*** Block opens ***
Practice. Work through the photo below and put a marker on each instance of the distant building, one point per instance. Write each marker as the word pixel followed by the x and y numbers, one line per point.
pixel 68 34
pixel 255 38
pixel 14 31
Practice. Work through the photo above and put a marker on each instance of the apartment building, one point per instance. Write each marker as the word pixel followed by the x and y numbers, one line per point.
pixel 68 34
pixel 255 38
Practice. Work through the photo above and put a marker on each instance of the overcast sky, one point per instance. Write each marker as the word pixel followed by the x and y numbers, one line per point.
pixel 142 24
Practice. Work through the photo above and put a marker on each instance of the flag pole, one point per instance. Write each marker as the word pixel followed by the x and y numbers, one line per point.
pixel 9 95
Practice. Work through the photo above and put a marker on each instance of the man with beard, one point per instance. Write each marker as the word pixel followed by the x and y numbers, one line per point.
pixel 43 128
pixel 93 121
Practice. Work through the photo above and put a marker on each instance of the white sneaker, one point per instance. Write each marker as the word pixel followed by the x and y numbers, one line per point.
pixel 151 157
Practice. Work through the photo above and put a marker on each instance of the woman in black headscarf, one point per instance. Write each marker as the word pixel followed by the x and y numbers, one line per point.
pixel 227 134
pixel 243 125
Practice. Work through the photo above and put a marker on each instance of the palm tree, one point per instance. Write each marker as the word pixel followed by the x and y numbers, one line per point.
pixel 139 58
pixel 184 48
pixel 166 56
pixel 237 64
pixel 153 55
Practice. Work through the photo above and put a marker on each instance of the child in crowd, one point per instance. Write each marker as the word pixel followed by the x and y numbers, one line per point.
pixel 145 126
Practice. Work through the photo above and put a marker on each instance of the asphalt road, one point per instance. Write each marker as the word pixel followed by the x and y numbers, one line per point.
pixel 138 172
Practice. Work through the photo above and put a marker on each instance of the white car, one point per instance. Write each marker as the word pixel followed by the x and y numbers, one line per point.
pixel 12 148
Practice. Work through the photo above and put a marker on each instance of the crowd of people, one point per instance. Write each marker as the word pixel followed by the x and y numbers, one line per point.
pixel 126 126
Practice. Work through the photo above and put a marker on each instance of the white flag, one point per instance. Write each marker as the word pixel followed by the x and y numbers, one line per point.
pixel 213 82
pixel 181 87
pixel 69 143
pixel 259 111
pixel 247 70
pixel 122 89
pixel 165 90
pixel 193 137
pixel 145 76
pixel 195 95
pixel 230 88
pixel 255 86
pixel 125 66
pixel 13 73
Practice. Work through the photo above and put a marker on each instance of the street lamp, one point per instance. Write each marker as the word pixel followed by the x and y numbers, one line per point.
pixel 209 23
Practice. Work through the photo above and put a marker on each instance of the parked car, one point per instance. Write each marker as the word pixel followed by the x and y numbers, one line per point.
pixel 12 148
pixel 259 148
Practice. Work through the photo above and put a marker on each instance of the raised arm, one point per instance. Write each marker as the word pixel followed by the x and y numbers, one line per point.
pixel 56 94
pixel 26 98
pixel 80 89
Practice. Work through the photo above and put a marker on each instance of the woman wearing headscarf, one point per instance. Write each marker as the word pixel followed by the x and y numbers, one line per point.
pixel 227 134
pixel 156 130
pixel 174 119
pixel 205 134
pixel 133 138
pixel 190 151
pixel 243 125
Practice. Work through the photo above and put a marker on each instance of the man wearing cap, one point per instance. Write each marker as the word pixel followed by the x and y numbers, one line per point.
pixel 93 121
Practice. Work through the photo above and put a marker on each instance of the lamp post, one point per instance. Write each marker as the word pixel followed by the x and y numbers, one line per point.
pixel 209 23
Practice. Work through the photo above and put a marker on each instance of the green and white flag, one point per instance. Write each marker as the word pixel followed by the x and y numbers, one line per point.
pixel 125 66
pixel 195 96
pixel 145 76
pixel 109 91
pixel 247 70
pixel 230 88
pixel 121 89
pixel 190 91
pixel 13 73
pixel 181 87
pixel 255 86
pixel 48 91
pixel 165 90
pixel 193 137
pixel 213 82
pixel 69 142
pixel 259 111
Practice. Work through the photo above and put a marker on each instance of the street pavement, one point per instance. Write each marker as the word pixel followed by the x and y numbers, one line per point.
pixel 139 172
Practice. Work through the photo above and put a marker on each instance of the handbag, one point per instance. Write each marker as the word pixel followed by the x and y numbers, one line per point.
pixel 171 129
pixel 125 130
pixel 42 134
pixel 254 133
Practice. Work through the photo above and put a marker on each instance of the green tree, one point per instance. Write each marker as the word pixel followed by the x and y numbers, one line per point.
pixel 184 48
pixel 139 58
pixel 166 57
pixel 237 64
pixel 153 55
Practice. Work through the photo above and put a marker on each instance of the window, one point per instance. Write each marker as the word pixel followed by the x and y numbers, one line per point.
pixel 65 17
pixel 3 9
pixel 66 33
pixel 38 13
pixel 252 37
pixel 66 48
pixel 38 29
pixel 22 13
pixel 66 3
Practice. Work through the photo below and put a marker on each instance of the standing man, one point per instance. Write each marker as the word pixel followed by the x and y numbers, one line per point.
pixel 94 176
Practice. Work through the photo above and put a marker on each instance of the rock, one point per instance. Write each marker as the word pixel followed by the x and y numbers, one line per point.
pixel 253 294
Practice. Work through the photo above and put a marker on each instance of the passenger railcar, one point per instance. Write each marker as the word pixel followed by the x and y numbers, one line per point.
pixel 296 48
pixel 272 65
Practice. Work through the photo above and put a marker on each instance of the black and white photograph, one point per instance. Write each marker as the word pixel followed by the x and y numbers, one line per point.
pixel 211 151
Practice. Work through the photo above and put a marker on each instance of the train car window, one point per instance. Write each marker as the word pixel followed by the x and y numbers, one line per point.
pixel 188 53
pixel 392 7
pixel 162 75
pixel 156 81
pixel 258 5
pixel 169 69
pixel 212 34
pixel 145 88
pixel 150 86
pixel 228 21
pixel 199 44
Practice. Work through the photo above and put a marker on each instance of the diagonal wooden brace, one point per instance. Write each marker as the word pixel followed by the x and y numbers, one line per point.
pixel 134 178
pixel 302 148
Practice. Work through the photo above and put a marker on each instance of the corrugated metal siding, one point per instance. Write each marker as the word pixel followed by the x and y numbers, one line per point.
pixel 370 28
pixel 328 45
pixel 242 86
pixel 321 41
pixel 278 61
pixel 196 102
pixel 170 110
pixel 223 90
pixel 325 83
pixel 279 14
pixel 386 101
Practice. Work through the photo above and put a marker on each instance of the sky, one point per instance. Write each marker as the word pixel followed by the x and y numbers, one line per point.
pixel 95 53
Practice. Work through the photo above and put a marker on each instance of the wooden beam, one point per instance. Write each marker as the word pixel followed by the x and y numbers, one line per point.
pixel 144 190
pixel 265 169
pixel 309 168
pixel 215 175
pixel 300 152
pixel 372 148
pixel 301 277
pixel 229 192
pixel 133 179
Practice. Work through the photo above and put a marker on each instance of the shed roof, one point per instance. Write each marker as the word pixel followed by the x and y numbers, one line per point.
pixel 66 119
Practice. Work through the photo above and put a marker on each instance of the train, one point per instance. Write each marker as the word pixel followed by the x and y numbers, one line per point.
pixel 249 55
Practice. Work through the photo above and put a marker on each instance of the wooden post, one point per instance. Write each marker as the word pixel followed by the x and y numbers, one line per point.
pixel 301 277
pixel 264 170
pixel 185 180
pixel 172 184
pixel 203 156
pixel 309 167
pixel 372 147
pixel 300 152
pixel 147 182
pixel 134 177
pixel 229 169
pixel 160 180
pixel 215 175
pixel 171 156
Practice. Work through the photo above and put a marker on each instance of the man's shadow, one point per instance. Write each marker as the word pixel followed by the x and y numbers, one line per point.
*** Block closes ***
Repeat the entries shown above, every one, word for word.

→ Answer
Practice. Work through the photo below and put a marker on each instance of the distant building, one point per instance. Write each marker as the word pixel followed by the x and y numbers, one line per point.
pixel 68 34
pixel 255 38
pixel 14 31
Practice. Work through the photo above and put a marker on each instance of the apartment building, one point per instance. Write each marker as the word pixel followed by the x and y numbers, one line per point.
pixel 68 34
pixel 255 38
Practice. Work through the photo above and put a marker on each instance of the overcast sky, one point per instance. Write each marker as the word pixel followed by the x and y numbers, one line per point.
pixel 142 24
Practice. Work through the photo above and put a marker on each instance of the flag pole, one point per instance. Write each marker as the word pixel followed by the x and y numbers, one line per point.
pixel 9 95
Practice. Work through the photo above and put a marker on each instance of the man with beard, one point per instance. Write each marker as the word pixel followed by the x and y numbers, one line per point.
pixel 43 128
pixel 93 121
Practice. Work through the photo above and put a marker on each instance of the white sneaker, one point per instance. Write each marker as the word pixel followed by the x and y numbers, one line per point.
pixel 151 157
Practice. Work through the photo above and put a marker on each instance of the woman in black headscarf, one point per instance. Write each marker as the word pixel followed by the x and y numbers, one line per point.
pixel 227 134
pixel 243 125
Practice. Work through the photo above and put a marker on each instance of the palm tree, one point per instance. Write each marker as the word pixel followed by the x and y numbers, one line per point.
pixel 139 58
pixel 184 48
pixel 166 56
pixel 237 64
pixel 153 55
Practice. Work through the photo above and put a marker on each instance of the child in crowd, one point per instance. Write each marker as the word pixel followed by the x and y numbers, one line per point.
pixel 145 126
Practice. Work through the photo above and put a marker on each instance of the asphalt road, one point per instance. Write each marker as the word pixel followed by the x and y numbers, one line per point.
pixel 138 172
Practice. Work through the photo above and put a marker on each instance of the white car, one point per instance. Write each marker as the word pixel followed by the x and y numbers, one line per point.
pixel 12 148
Practice. Work through the photo above and put a marker on each instance of the crowd of people, one point per instance. Write each marker as the word pixel followed by the x and y numbers, one line per point.
pixel 126 126
Practice. Work through the photo above and put a marker on each instance of the white flag, one point per instance. Write each marker as the word pixel followed by the x and y numbers, one line per point.
pixel 213 82
pixel 181 87
pixel 69 143
pixel 259 111
pixel 247 70
pixel 122 89
pixel 165 90
pixel 193 137
pixel 145 76
pixel 195 95
pixel 230 88
pixel 255 86
pixel 125 66
pixel 13 73
Practice. Work through the photo above and put a marker on each instance of the street lamp, one point per instance. Write each marker as the word pixel followed by the x and y numbers, one line per point.
pixel 209 23
Practice. Work through the photo above and put a marker on each instance of the parked car, one point per instance. Write each marker as the word pixel followed by the x and y numbers, one line per point.
pixel 12 148
pixel 259 148
Practice. Work through the photo above and put a marker on each instance of the raised arm, one point per instance. Write each marker as the word pixel followed by the x and y numbers, one line per point.
pixel 56 94
pixel 26 98
pixel 80 89
Practice. Work through the photo above and put a marker on each instance of the woman wearing headscarf, one point per instance. Write each marker as the word pixel followed by the x and y numbers, one line per point.
pixel 227 134
pixel 156 130
pixel 174 119
pixel 205 134
pixel 133 138
pixel 190 151
pixel 243 125
Practice. Work through the photo above and put a marker on each instance of the man wearing cap, one point per instance. Write each marker as the word pixel followed by the x and y numbers, one line per point.
pixel 93 121
Practice. Work through the photo above and put a marker on each instance of the lamp post, one point per instance. Write each marker as the word pixel followed by the x and y numbers, one line per point.
pixel 209 23
Practice. Work through the photo above and put a marker on each instance of the green and white flag, one point per instance. Write each marker as the word pixel followed by the x and y numbers, one line per point.
pixel 125 66
pixel 195 96
pixel 145 76
pixel 109 91
pixel 247 70
pixel 230 88
pixel 121 89
pixel 190 91
pixel 13 73
pixel 181 87
pixel 255 86
pixel 48 91
pixel 165 90
pixel 193 137
pixel 213 82
pixel 69 142
pixel 259 111
Practice. Work through the photo above and put a marker on each instance of the street pavement, one point per instance. Write each marker as the word pixel followed by the x and y numbers, one line per point.
pixel 139 172
Practice. Work through the photo above and put a marker on each instance of the handbag, one point per instance. Write each marker as the word pixel followed by the x and y numbers, one line per point.
pixel 171 129
pixel 125 130
pixel 42 134
pixel 254 133
Practice. Work through the photo above and put a marker on each instance of the green tree, one point per instance. Write each marker as the word pixel followed by the x and y numbers, one line per point.
pixel 184 48
pixel 139 58
pixel 166 57
pixel 237 64
pixel 153 55
Practice. Work through the photo above and put a marker on each instance of the window, one point per instance. Write each marker as the word pixel followed by the x and y numbers, one line per point.
pixel 65 17
pixel 3 9
pixel 66 33
pixel 38 13
pixel 252 37
pixel 66 48
pixel 38 29
pixel 22 13
pixel 66 3
Practice. Work through the photo below and put a marker on each instance of the standing man, one point per instance. Write each marker as the word pixel followed by the x and y numbers, one line per point.
pixel 94 176
Practice. Work through the photo above and put a marker on each instance of the rock, one point per instance. Write each marker as the word pixel followed by the x and y numbers, one line per point.
pixel 253 294
Practice. Work through the photo above and put a marker on each instance of the passenger railcar, one point per instance. Write each marker as the word pixel followed by the x and y numbers, one line per point.
pixel 296 48
pixel 272 65
Practice. Work through the photo above and put a marker on each instance of the black and white photograph, one point per instance. Write each marker as the word pixel followed by the x and y numbers, one line per point.
pixel 211 151
Practice. Work through the photo above and put a marker on each instance of the train car window, one point per instance. Write each marker as the word pixel followed by the x and y numbers, one line per point.
pixel 188 53
pixel 392 7
pixel 162 75
pixel 156 81
pixel 258 5
pixel 169 69
pixel 212 34
pixel 145 88
pixel 150 86
pixel 228 21
pixel 199 44
Practice. Work through the photo above and put a marker on each instance of the diagonal wooden brace, one point per instance. Write each marker as the word pixel followed by the x and y numbers, one line per point.
pixel 134 178
pixel 302 148
Practice. Work through the photo above and put a marker on each instance of the corrugated metal siding, one point per instance. Write each marker as the word pixel followed by the x and y numbers, one line per point.
pixel 370 28
pixel 328 45
pixel 242 86
pixel 321 41
pixel 278 61
pixel 196 102
pixel 170 110
pixel 223 90
pixel 325 83
pixel 279 14
pixel 386 101
Practice. Work through the photo above and put a marker on each instance of the sky, one point per instance. Write each marker as the word pixel followed by the x and y numbers, one line per point.
pixel 95 53
Practice. Work through the photo above and put a marker on each instance of the wooden beam, one point per instance. Write each marker as the word pixel followed by the x and y numbers, one line per point.
pixel 144 190
pixel 265 169
pixel 309 168
pixel 215 175
pixel 300 152
pixel 372 148
pixel 301 277
pixel 229 192
pixel 133 179
Practice. Work through the photo above and put a marker on each instance of the shed roof, one point per instance. Write each marker as the word pixel followed by the x and y numbers, one line per point.
pixel 66 119
Practice. Work through the photo above and put a marker on each instance of the train, one point per instance. Write each marker as the word pixel followed by the x and y numbers, one line per point.
pixel 249 55
Practice. Work through the photo above and put a marker on each instance of the wooden post, one point per instance. Write each marker as the word pixel followed by the x and y numbers, one line per point.
pixel 301 277
pixel 264 170
pixel 185 180
pixel 172 184
pixel 203 156
pixel 309 167
pixel 372 147
pixel 300 152
pixel 147 182
pixel 134 177
pixel 229 169
pixel 160 180
pixel 215 175
pixel 171 156
Practice. Work through the photo above and put a marker on each instance of the man's shadow, one point per instance. Write each marker as the word pixel followed by the x and y numbers, one line per point.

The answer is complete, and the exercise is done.